- [DOCUMENT EXCERPT]

In order to obtain unilamellar liposomes with more controlled features, microfluidic devices have been combined with water-in-oil (W/O) droplet emulsions. In 2006, Lee et al.⁶⁸ demonstrated a shear-focusing-based emulsion generation system for preparing unilamellar liposomes, as shown in Fig. 7A. In this work, the droplet emulsions containing the target encapsulated species were first produced in the microfluidic channel, followed by injection into an aqueous mixture of ethanol and water. As the oil (oleic acid) rapidly dissolved in ethanol, the organic solvent could be removed immediately, which facilitated the separation of the phospholipids from the liquid lipids, thus forcing the phospholipids to rearrange around the emulsion to obtain the vesicles. By using this method, various biological substances (e.g., cancer cells, yeast cells, nanosized proteins) could be efficiently encapsulated in the liposomes. Later, Paegel et al.⁶⁹ developed a microfluidic assembly line for the stepwise synthesis of unilamellar liposomes (Fig. 7B). Droplet emulsions generated in a flow-focusing geometry flowed to a junction where a stable and reproducible flow-patterned interface was established from the oil and extracellular aqueous media. Continuous production of unilamellar liposomes was generated by a triangular post-mediated emulsion phase transfer process. In this way, unilamellar phospholipid vesicles with uniform and tunable size were realized, and the encapsulation efficiency of small-molecule cargoes was high (83%) compared to the bulk strategies such as gentle hydration and electroformation.

Fig. 7 Unilamellar liposomes prepared from the emulsion templated method with the assistance of microfluidic devices. (A) A shear-focusing-based emulsion generation system for preparing unilamellar liposomes.⁶⁸ Copyright © 2006, American Chemical Society. (B) Microfluidic assembly line for the stepwise synthesis of unilamellar liposomes.⁶⁹ Copyright © 2011, American Chemical Society. (C) Microfluidic channel for preparing asymmetric giant unilamellar vesicles.⁷⁰ Copyright © 2011, American Chemical Society.

Microfluidic methods could also be applied to prepare asymmetric liposomes. In 2011, Malmstadt et al.⁷⁰ reported a microfluidic channel for preparing compositionally asymmetric giant unilamellar vesicles (Fig. 7C). The droplet emulsions of one aqueous flow were generated in a channel containing an immiscible oil stream, and the first lipid monolayer of the emulsions was formed. When these monolayer-coated emulsions pass through the second oil–water interface, the second monolayer comprising another lipid was formed. Finally, vesicles with desired encapsulated contents and controlled composition of lipids were formed with centrifugation, which may find potential applications in the investigation of membrane biophysics. Later, a novel microfluidic platform with a channel meander was also developed to generate compositionally controlled unilamellar liposomes.⁷¹ The bending rigidity of these vesicles showed that asymmetry has a significant effect on the mechanical properties.

- [REQUIREMENT]
In the excerpt on microfluidic liposome preparation, what encapsulation efficiency for small-molecule cargoes did the assembly line developed by Paegel et al. achieve?

(Point location data)
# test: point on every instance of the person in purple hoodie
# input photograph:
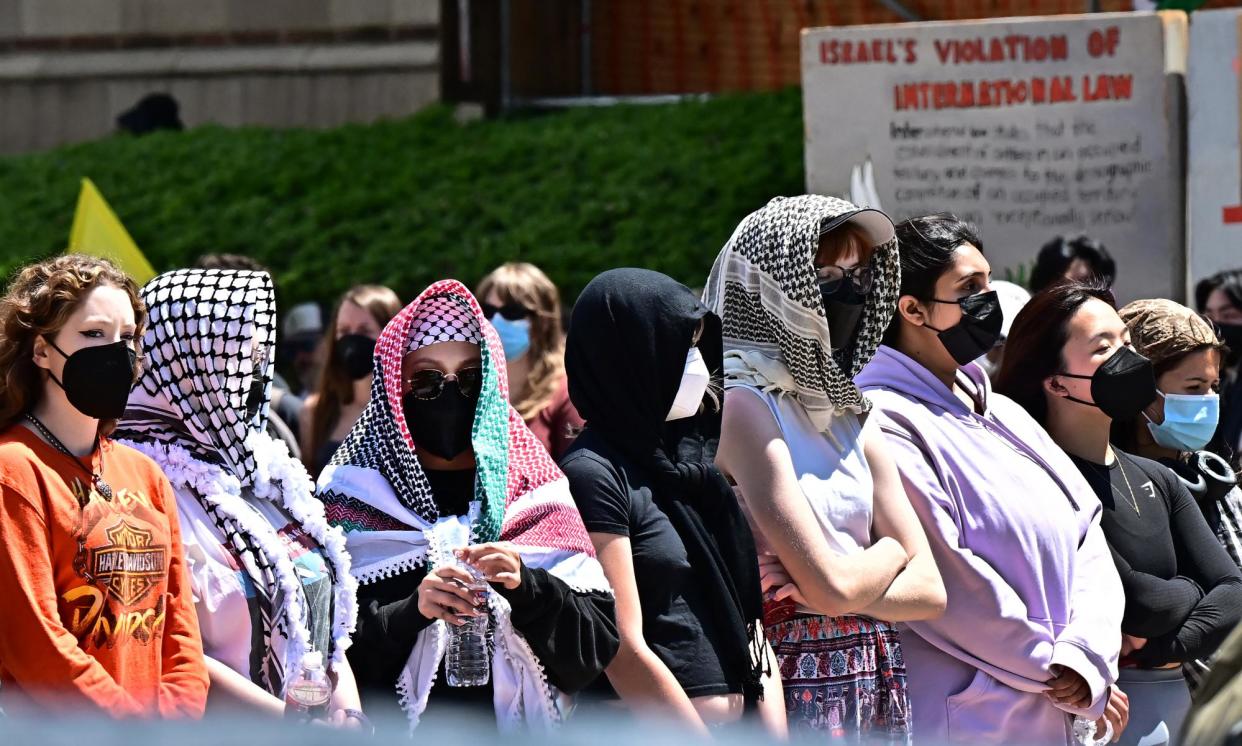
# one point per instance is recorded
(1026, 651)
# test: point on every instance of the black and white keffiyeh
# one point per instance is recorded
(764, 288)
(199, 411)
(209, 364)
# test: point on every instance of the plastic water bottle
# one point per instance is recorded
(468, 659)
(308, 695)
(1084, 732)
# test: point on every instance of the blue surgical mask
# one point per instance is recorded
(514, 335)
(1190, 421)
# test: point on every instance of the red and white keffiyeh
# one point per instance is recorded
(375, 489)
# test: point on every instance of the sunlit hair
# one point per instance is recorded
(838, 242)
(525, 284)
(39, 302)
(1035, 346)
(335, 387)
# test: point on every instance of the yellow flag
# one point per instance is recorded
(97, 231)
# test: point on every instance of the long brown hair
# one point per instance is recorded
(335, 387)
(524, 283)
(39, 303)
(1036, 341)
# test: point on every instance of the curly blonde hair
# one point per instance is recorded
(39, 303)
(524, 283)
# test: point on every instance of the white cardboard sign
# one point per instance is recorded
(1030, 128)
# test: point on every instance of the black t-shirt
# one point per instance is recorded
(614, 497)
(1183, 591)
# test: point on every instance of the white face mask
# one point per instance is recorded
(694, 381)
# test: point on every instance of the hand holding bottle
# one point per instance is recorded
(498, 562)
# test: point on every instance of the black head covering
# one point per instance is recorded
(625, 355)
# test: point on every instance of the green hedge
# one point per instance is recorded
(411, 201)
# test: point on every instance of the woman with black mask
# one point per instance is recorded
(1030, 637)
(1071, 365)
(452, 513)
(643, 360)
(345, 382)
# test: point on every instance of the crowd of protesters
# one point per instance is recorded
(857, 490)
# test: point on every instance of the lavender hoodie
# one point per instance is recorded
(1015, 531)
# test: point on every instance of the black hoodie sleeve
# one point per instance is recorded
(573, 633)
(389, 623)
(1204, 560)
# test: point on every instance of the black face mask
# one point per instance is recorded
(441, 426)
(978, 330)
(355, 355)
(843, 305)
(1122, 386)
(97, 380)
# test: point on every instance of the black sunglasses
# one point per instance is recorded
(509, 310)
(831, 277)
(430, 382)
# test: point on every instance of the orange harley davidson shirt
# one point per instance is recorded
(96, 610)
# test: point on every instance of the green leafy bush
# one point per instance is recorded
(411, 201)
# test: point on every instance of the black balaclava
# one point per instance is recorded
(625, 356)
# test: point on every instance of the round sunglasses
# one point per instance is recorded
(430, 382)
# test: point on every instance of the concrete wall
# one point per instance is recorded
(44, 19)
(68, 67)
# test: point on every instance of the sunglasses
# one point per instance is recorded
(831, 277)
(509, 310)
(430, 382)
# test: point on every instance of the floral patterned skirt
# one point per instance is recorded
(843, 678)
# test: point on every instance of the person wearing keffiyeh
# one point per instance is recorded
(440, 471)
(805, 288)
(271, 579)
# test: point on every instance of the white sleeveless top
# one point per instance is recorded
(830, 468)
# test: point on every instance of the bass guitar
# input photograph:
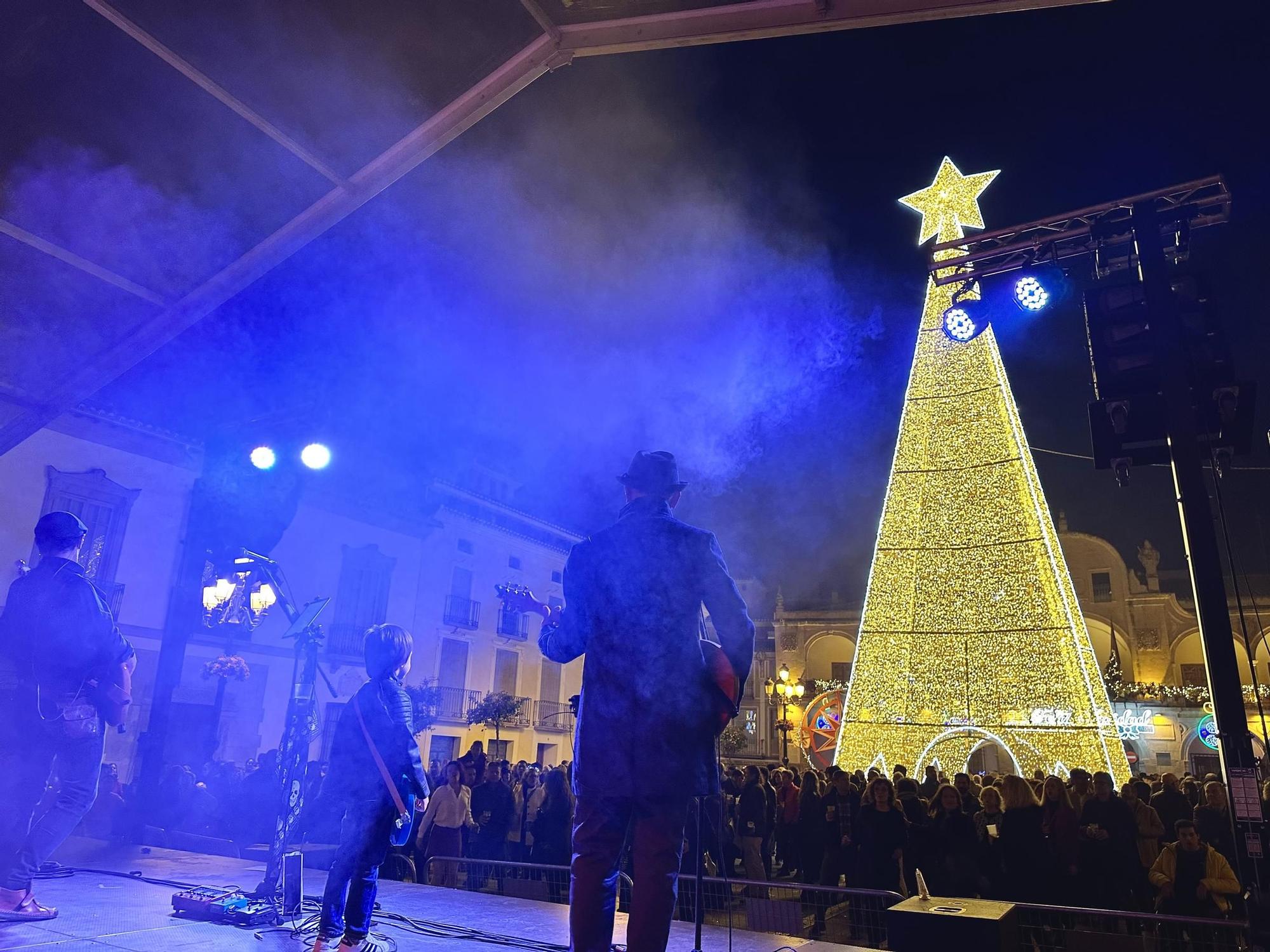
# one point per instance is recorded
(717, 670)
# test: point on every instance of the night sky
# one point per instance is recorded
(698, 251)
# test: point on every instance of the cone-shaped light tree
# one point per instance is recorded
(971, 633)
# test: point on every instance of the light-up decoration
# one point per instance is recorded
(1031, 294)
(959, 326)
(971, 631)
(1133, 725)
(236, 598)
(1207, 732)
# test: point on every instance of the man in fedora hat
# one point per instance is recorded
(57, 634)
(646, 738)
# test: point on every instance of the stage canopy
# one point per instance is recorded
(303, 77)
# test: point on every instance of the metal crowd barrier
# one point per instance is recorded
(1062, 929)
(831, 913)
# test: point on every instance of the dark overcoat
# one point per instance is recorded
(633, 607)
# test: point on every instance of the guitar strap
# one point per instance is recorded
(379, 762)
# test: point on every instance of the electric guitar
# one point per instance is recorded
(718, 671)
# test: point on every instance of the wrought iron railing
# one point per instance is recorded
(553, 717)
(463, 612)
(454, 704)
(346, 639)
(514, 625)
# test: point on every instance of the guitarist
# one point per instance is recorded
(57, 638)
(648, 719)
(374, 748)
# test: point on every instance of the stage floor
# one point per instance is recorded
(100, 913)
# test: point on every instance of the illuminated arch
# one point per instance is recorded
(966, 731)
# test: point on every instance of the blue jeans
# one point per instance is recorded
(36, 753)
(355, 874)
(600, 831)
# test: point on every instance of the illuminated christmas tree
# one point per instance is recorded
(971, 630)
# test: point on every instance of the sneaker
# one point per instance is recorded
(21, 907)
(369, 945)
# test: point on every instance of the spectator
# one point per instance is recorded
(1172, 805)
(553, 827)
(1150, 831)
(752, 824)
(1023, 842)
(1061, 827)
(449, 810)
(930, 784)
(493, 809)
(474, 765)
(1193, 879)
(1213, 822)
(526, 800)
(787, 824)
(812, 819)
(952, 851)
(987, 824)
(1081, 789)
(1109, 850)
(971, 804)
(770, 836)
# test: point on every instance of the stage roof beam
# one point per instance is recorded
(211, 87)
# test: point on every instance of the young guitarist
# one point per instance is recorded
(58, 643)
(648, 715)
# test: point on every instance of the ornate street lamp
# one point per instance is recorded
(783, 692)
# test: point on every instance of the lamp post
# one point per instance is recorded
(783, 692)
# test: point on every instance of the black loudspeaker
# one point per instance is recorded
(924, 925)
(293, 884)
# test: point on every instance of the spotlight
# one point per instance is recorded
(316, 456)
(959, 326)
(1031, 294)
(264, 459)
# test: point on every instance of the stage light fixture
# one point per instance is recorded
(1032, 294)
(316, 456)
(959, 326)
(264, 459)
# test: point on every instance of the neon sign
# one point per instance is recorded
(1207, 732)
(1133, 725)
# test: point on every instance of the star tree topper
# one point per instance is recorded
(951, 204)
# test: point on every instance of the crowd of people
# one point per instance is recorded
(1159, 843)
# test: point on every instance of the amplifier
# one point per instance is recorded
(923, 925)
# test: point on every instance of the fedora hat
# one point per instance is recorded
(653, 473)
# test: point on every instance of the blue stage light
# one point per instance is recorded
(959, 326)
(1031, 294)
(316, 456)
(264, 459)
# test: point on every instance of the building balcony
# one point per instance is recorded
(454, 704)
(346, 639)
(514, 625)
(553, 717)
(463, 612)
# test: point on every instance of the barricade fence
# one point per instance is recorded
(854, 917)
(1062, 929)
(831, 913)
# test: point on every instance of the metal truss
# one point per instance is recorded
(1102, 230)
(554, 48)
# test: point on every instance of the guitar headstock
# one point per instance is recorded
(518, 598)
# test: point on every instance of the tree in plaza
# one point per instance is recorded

- [RESULT]
83%